Voici ce qui motiva l’arrivée de ce dernier en Ifrîkïa : le khalife Er-Rechîd, ayant appris la révolte d’Ibn-el-Djaroud et le bouleversement que cet événement avait produit dans la province, y envoya Yactîn-Ibn-Mouça pour rétablir l’ordre. Il avait choisi ce général d’abord à cause des éminents services qu’il avait rendus à la cause des Abbacides, et du haut rang qu’il occupait sous cette dynastie ; ensuite en raison de son grand âge et de la haute estime dont il était l’objet parmi les troupes de Khoraçan[1]. Après lui avoir recommandé d’user d’adresse pour déterminer Ibn-el-Djaroud à quitter le pays, il le congédia en le faisant accompagner par El-Mohelleb-Ibn-Rafê, et ensuite il envoya après lui Mansour-Ibn-Zîad et Herthema-Ibn-Aïen. Ce dernier devait même prendre le gouvernement du Maghreb, mais il s’arrêta à Barca. Quant à Yactîn, il se rendit à Cairouan, où il eut une longue entrevue avec Ibn-el-Djaroud, auquel il communiqua les lettres du khalife. Après en avoir pris connaissance, Ibn-el-Djaroud parla ainsi : « Je suis entièrement soumis à la volonté du Commandant des croyants ; ce papier m’informe qu’il a nommé Herthema-Ibn-Aïen gouverneur de la province ; il est maintenant à Barca, et il va bientôt arriver. [Je dois cependant vous faire observer] qu’El-Alâ est à la tête des Berbères et que, si je quitte la forteresse [de Cairouan], ils en prendront possession et finiront par ôter la vie à celui qui les commande aujourd’hui. Alors jamais aucun officier du khalife n’y mettra le pied ; de sorte que je me trouverai, moi, avoir frappé la ville de la plus grande calamité qui puisse l’atteindre. Je vous offre donc d’aller à la rencontre d’El-Alâ, et si je succombe, la forteresse vous restera ; si, au contraire, je gagne la bataille, j’attendrai l’arrivée de Herthema, et je me rendrai ensuite auprès du Commandant des croyants. » Alors Yactîn [désespérant de l’amener à un arrangement] eut

  1. On a déjà vu que les khalifes abbacides avaient fait passer en Afrique une grande quantité de troupes arabes, tirées de la province de Khoraçan.

ENREGISTREMENTS DE DONNÉES:

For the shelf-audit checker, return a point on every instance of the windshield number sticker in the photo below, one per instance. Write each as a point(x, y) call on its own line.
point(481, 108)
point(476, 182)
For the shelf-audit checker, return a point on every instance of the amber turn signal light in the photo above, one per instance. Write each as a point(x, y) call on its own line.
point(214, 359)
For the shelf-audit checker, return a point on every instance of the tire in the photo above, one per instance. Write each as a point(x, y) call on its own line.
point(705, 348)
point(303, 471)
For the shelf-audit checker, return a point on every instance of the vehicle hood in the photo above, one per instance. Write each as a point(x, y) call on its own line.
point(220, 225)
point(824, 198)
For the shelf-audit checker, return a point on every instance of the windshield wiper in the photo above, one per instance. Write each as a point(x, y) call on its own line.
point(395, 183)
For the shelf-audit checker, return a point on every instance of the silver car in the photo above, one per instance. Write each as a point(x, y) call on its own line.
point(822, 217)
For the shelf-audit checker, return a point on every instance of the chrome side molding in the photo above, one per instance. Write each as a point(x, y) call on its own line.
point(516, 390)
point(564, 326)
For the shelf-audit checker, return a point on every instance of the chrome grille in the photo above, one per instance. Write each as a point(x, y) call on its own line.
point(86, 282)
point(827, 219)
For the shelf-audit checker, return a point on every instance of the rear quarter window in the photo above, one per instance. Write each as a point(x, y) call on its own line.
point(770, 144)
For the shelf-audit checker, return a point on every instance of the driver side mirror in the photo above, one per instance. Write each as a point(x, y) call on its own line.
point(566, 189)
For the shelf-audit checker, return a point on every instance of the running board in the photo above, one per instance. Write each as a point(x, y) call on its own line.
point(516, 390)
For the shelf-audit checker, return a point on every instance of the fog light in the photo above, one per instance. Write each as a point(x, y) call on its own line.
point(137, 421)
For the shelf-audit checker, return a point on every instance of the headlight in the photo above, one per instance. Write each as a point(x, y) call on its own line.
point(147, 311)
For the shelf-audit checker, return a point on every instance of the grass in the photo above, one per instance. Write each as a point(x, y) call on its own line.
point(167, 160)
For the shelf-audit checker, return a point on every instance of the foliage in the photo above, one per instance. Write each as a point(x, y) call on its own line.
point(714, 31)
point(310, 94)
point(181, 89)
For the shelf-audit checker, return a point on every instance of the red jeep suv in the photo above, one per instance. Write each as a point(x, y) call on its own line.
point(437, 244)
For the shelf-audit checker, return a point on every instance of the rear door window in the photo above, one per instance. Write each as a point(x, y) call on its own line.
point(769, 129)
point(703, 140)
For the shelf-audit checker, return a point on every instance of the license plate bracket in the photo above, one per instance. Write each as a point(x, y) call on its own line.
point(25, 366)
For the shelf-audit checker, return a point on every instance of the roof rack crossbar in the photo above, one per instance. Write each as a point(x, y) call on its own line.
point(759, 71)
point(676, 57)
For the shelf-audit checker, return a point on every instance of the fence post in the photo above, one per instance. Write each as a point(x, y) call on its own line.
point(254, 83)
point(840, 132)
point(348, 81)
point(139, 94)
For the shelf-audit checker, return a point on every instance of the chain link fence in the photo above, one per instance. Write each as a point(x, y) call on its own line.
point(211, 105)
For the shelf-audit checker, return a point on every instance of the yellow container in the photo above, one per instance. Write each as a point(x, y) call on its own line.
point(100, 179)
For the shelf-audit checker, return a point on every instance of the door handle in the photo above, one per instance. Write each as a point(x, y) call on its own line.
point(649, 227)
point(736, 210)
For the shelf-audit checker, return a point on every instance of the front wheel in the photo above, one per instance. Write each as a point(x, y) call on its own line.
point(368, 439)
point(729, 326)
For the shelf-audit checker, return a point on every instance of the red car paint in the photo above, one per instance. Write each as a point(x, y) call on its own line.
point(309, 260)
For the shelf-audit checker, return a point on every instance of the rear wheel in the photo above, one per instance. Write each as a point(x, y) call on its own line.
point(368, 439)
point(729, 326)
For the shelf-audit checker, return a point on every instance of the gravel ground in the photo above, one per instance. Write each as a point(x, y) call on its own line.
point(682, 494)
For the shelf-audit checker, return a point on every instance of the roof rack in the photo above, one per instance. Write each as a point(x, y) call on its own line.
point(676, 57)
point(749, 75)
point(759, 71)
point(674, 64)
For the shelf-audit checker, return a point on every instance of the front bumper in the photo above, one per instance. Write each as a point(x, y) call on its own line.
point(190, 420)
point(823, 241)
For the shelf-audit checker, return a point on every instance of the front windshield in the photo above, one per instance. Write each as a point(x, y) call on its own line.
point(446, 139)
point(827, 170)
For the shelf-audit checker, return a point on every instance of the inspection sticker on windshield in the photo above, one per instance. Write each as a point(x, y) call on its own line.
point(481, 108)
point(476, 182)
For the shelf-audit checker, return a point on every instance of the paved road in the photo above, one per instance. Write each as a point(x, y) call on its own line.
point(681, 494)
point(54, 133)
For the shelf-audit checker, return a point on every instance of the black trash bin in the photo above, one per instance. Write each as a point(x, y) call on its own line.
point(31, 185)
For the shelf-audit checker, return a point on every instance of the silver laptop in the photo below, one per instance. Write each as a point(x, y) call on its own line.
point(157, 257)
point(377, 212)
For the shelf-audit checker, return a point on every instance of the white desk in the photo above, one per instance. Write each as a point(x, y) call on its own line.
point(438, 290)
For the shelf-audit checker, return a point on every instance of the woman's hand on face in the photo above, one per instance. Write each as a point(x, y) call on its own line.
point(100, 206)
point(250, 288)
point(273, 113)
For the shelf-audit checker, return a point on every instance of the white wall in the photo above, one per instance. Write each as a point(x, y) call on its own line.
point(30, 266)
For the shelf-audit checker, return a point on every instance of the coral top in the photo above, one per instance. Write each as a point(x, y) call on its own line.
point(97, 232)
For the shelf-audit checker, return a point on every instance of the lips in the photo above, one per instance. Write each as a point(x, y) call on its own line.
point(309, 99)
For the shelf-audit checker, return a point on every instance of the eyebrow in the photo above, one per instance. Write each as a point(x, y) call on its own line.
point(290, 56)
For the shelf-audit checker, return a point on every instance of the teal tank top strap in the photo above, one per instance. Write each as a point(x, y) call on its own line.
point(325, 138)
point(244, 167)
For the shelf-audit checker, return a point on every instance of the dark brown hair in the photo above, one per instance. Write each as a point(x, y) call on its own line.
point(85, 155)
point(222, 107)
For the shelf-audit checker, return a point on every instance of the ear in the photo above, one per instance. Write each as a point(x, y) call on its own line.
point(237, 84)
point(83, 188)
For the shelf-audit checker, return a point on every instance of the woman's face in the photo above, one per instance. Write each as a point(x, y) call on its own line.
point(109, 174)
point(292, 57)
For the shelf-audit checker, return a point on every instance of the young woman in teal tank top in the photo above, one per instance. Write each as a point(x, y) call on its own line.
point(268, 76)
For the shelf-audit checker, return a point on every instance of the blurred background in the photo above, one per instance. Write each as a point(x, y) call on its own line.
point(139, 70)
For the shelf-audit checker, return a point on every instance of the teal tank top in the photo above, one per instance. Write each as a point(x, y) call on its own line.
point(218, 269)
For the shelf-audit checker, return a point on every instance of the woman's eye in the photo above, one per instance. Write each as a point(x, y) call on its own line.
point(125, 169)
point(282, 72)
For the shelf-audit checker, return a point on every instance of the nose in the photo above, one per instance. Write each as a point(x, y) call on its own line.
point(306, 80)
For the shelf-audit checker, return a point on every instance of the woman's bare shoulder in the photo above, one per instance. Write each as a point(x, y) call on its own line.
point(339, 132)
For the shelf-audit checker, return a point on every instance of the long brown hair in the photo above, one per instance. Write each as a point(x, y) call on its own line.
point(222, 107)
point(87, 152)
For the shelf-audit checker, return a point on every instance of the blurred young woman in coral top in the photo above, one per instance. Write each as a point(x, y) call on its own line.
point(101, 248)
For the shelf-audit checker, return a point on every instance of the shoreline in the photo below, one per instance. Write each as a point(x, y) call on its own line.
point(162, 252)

ACTIONS DEMANDÉES:
1. Dans l'extrait sur la révolte d'Ibn-el-Djaroud, où Herthema-Ibn-Aïen s'arrêta-t-il ?
2. Modifiez les lignes des enregistrements comprises entre celle qui contient "of the tire" et celle qui contient "point(303, 471)", incluses, en remplaçant "tire" par "wheel" sans rien changer d'autre, puis donnez uniquement ces lignes.

RÉSULTATS DANS L'ORDRE:
1. À Barca.

2.
For the shelf-audit checker, return a point on every instance of the wheel in the photo above, one per instance. Write each as a point(x, y) call on its own line.
point(705, 348)
point(303, 471)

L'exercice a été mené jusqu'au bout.